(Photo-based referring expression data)
----------

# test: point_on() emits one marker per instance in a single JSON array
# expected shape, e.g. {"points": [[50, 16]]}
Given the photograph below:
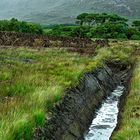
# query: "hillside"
{"points": [[65, 11]]}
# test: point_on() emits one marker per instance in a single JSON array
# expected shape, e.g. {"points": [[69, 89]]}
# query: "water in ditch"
{"points": [[106, 117]]}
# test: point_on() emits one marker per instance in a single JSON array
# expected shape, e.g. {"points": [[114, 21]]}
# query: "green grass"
{"points": [[130, 126], [33, 80]]}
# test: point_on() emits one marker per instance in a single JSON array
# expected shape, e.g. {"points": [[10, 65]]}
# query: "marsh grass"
{"points": [[130, 127], [32, 81]]}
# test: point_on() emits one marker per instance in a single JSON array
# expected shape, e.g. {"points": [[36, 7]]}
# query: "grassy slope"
{"points": [[130, 127], [32, 81]]}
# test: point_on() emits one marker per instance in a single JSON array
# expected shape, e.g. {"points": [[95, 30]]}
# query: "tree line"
{"points": [[20, 26], [103, 25]]}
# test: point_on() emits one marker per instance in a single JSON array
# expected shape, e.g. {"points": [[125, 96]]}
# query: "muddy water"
{"points": [[106, 117]]}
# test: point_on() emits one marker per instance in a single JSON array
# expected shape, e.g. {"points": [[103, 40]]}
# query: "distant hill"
{"points": [[65, 11]]}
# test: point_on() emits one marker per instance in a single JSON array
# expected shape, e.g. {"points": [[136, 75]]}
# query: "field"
{"points": [[130, 126], [33, 80]]}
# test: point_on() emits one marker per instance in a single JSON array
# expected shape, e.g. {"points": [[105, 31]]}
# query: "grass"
{"points": [[32, 81], [130, 127]]}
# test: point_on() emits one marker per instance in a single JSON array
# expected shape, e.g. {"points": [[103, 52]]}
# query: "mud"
{"points": [[73, 115]]}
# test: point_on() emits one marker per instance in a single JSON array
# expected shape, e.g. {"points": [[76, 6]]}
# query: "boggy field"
{"points": [[34, 80]]}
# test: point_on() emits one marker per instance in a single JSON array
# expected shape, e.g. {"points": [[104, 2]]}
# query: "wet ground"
{"points": [[106, 117]]}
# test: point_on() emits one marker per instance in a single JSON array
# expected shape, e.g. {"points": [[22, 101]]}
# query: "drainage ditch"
{"points": [[96, 90], [106, 117]]}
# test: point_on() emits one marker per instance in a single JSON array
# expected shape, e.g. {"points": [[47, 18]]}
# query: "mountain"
{"points": [[65, 11]]}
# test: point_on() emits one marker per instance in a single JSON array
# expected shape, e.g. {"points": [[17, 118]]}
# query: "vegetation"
{"points": [[20, 26], [130, 126], [102, 25], [32, 81]]}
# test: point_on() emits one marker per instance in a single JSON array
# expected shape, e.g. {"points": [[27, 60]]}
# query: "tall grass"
{"points": [[130, 127], [32, 81]]}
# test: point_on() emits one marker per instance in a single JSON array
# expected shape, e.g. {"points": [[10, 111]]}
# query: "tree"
{"points": [[136, 24]]}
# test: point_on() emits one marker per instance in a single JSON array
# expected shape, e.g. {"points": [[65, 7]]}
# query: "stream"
{"points": [[105, 120]]}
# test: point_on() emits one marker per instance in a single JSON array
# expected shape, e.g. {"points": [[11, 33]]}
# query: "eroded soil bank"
{"points": [[73, 115]]}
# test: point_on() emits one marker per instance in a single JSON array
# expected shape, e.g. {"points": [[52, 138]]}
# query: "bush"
{"points": [[135, 37], [20, 26]]}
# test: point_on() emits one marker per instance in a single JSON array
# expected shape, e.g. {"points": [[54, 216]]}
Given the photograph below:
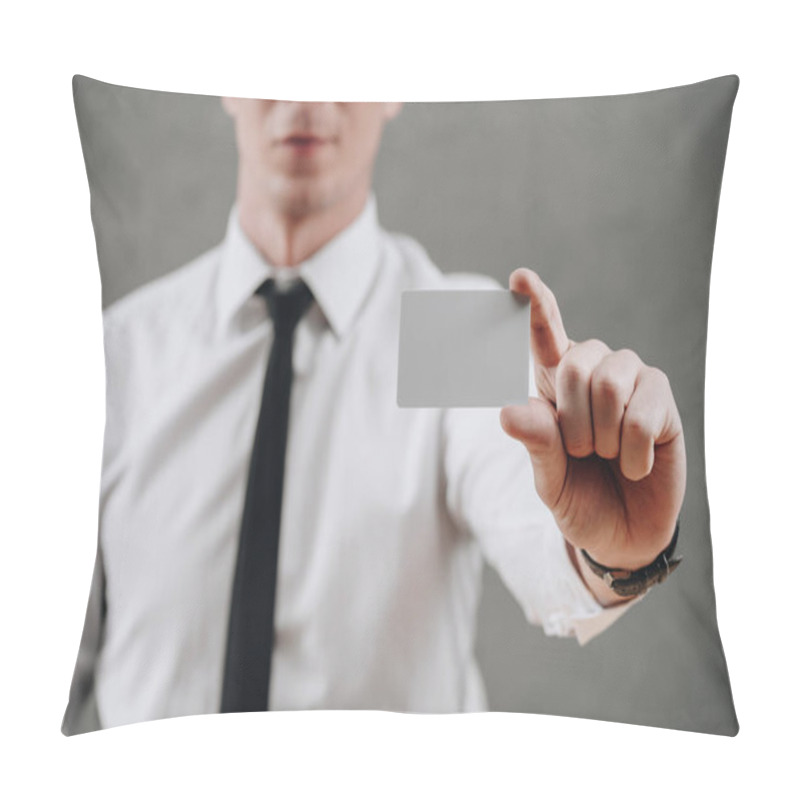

----------

## What is needed
Repeat each entry exactly. Pictures do not belong in the copy.

## Answer box
# test: point_on() emits one marker per instance in a single JSON array
# expected shape, e.g. {"points": [[50, 16]]}
Given the photograph below:
# query: "hillside"
{"points": [[65, 11]]}
# test: point_on() emits one marker per instance in a single JSON array
# expected shape, e.g. {"points": [[69, 89]]}
# query: "water in ditch"
{"points": [[106, 117]]}
# test: point_on() emits one marker per instance in a single JSON array
# expected shape, e.g. {"points": [[114, 21]]}
# query: "green grass"
{"points": [[130, 126], [33, 80]]}
# test: point_on() emits one marker per instance in a single JSON array
# expected shape, e.g. {"points": [[10, 65]]}
# query: "marsh grass"
{"points": [[130, 127], [32, 81]]}
# test: point_on() emits one marker per instance in a single JSON array
# expected shape, e.g. {"points": [[36, 7]]}
# query: "grassy slope"
{"points": [[130, 127], [32, 81]]}
# test: point_on() emits one marker per instance in a single JSON array
# expected shape, e.g. {"points": [[95, 30]]}
# query: "tree line"
{"points": [[20, 26], [103, 25]]}
# test: point_on() emits one marker per instance in a single JSON array
# expected shape, e.g. {"points": [[125, 96]]}
# query: "muddy water"
{"points": [[106, 117]]}
# test: point_on() emits one marker per instance in a single JSON array
# expected shape, e.g. {"points": [[103, 40]]}
# query: "distant hill"
{"points": [[65, 11]]}
# test: point_on() emits one marker per instance in a single JSON array
# expected shape, e.g. {"points": [[136, 75]]}
# query: "field"
{"points": [[130, 126], [33, 80]]}
# test: point_on() emits one marker per instance in a single JSON array
# expected shape, e.g. {"points": [[105, 31]]}
# query: "grass"
{"points": [[32, 81], [130, 127]]}
# test: point_on() emits one marker per instance in a single JSON array
# expected shape, e.g. {"points": [[103, 52]]}
# query: "mud"
{"points": [[73, 115]]}
# test: point_on() emits one marker per instance in a single JSON array
# expected shape, e.g. {"points": [[76, 6]]}
# query: "boggy field"
{"points": [[34, 80]]}
# test: point_on() emits one marker per instance in a single JSON array
# expected shape, e.g. {"points": [[104, 2]]}
# query: "wet ground"
{"points": [[106, 117]]}
# test: point_on() emits one marker per instance in a single JSON array
# expected shape, e.g. {"points": [[22, 101]]}
# query: "drainage ditch"
{"points": [[96, 90], [106, 117]]}
# test: point_on() emits one marker per instance in a single JSON array
# expected shape, e.g. {"points": [[47, 18]]}
# query: "mountain"
{"points": [[65, 11]]}
# test: point_on() emits one marker per instance in a single JSON array
# expected shape, e.g. {"points": [[17, 118]]}
# query: "vegetation"
{"points": [[20, 26], [130, 126], [102, 25], [32, 81]]}
# test: point_on() emits one marker per instance in a single JSON array
# expected shape, e.g. {"points": [[27, 60]]}
# query: "tall grass"
{"points": [[130, 127], [32, 81]]}
# test: point_on() emits one marker per instance in a single JSON array
# expected shape, e.g. {"points": [[10, 111]]}
# query: "tree"
{"points": [[136, 24]]}
# test: point_on() emits one marker per instance in a single JSON array
# expected shape, e.g. {"points": [[65, 7]]}
# query: "stream"
{"points": [[105, 120]]}
# test: point_on() emits one marker per instance in a single JSON array
# expected shape, e.g. {"points": [[11, 33]]}
# query: "eroded soil bank"
{"points": [[73, 115]]}
# test: point_on() emits one marker per instance in a single JSON array
# expected shape, e.g. {"points": [[52, 138]]}
# query: "bush"
{"points": [[135, 37], [20, 26]]}
# test: point_on() emits one marker per instance in a single JSON array
# expected shape, e.g. {"points": [[54, 216]]}
Given the photograph below:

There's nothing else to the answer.